> **Task description**
Put the stretch of the listing below, from the line containing "Give the innermost point of each instance of the coastline, as" through the end of the listing, into a Markdown table with the columns Row and Line. Number each line and leave out any blank lines.

-- START --

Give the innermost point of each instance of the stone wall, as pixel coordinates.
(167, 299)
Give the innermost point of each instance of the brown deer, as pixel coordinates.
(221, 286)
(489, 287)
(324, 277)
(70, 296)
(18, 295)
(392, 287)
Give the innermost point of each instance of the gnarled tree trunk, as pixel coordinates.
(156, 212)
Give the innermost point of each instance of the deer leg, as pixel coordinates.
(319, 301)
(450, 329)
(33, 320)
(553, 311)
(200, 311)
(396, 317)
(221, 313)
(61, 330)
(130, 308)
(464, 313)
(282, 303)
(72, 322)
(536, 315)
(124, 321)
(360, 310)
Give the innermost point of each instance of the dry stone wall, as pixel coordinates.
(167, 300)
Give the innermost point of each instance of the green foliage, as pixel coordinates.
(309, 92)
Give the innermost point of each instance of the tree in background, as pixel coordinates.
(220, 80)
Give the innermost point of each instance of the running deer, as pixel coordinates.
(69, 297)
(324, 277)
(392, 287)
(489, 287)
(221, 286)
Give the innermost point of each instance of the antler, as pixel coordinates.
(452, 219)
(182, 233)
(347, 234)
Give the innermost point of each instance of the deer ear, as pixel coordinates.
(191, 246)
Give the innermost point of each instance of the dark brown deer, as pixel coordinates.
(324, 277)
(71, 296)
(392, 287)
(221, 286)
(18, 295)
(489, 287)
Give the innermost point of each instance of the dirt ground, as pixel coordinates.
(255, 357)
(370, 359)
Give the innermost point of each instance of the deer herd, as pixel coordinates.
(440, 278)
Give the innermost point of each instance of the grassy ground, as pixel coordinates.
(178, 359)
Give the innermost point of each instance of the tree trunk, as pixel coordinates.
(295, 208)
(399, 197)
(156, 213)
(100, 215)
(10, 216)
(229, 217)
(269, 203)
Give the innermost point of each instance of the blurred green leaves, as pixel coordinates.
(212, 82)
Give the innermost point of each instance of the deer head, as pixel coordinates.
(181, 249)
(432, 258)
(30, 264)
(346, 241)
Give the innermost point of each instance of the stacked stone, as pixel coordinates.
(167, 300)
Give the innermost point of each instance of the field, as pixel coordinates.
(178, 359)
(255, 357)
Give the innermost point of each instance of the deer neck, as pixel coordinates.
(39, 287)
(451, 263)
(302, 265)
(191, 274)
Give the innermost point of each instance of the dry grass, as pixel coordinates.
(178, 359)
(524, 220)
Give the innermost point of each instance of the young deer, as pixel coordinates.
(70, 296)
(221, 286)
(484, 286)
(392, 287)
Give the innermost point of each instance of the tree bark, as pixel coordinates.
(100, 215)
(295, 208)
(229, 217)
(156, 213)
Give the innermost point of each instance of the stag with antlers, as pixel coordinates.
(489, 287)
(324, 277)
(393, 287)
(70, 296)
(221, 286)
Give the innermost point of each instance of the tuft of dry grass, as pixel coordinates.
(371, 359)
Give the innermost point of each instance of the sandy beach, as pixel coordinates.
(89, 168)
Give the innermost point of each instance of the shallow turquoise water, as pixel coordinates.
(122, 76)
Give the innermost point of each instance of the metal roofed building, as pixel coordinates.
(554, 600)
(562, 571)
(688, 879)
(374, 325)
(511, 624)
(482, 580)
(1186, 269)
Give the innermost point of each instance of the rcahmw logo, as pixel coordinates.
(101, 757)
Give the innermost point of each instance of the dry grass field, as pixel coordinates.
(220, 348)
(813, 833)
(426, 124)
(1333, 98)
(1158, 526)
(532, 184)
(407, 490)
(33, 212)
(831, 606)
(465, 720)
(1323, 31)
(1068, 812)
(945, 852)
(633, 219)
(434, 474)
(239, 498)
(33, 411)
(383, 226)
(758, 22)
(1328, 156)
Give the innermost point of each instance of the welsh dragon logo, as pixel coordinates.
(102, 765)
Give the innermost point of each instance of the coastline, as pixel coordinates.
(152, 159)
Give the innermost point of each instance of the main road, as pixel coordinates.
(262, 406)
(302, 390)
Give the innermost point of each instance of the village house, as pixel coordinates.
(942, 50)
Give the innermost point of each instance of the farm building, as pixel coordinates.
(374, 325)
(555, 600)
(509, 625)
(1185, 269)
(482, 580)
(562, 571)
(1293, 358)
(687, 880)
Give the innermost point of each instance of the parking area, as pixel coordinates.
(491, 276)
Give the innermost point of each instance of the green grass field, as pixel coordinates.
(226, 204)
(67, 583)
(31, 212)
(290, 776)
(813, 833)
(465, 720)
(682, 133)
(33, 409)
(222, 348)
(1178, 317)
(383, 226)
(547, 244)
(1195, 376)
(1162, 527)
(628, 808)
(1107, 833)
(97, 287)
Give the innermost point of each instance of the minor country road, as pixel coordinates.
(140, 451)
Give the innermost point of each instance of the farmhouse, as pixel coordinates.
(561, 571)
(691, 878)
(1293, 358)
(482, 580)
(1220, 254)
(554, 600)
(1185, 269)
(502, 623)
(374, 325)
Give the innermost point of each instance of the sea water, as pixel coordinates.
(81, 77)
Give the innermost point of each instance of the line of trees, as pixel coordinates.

-- END --

> **Final result**
| Row | Line |
|---|---|
| 1 | Give the innermost point of each instance of the coastline, as pixel coordinates. |
| 2 | (152, 159) |
| 3 | Give the innermost point of each instance of the main road, as pixel coordinates. |
| 4 | (262, 406) |
| 5 | (302, 390) |
| 6 | Give the innermost point of each instance of the village house, as pixel coordinates. |
| 7 | (942, 50) |
| 8 | Give the innermost point of each instance of the farm building, as pixel coordinates. |
| 9 | (374, 325) |
| 10 | (555, 600) |
| 11 | (509, 625) |
| 12 | (1185, 269) |
| 13 | (482, 580) |
| 14 | (562, 571) |
| 15 | (1293, 358) |
| 16 | (687, 880) |
| 17 | Give the innermost point of each instance of the parking area, as pixel coordinates. |
| 18 | (491, 276) |
| 19 | Give the innermost point of each instance of the green grass field, as pixel coordinates. |
| 20 | (226, 204) |
| 21 | (67, 583) |
| 22 | (31, 212) |
| 23 | (290, 776) |
| 24 | (813, 833) |
| 25 | (465, 720) |
| 26 | (682, 133) |
| 27 | (33, 409) |
| 28 | (222, 348) |
| 29 | (1178, 317) |
| 30 | (383, 226) |
| 31 | (547, 244) |
| 32 | (1195, 376) |
| 33 | (1162, 527) |
| 34 | (628, 808) |
| 35 | (1107, 833) |
| 36 | (97, 287) |
| 37 | Give the innermost point of each instance of the minor country road, as pixel coordinates. |
| 38 | (140, 451) |
| 39 | Give the innermost point of each instance of the farmhouse, as pixel coordinates. |
| 40 | (561, 571) |
| 41 | (691, 878) |
| 42 | (1293, 358) |
| 43 | (482, 580) |
| 44 | (1220, 254) |
| 45 | (554, 600) |
| 46 | (1185, 269) |
| 47 | (502, 623) |
| 48 | (374, 325) |
| 49 | Give the innermost point of each instance of the sea water, as pixel coordinates. |
| 50 | (81, 77) |
| 51 | Give the innermost point of each instance of the line of trees, as pixel coordinates. |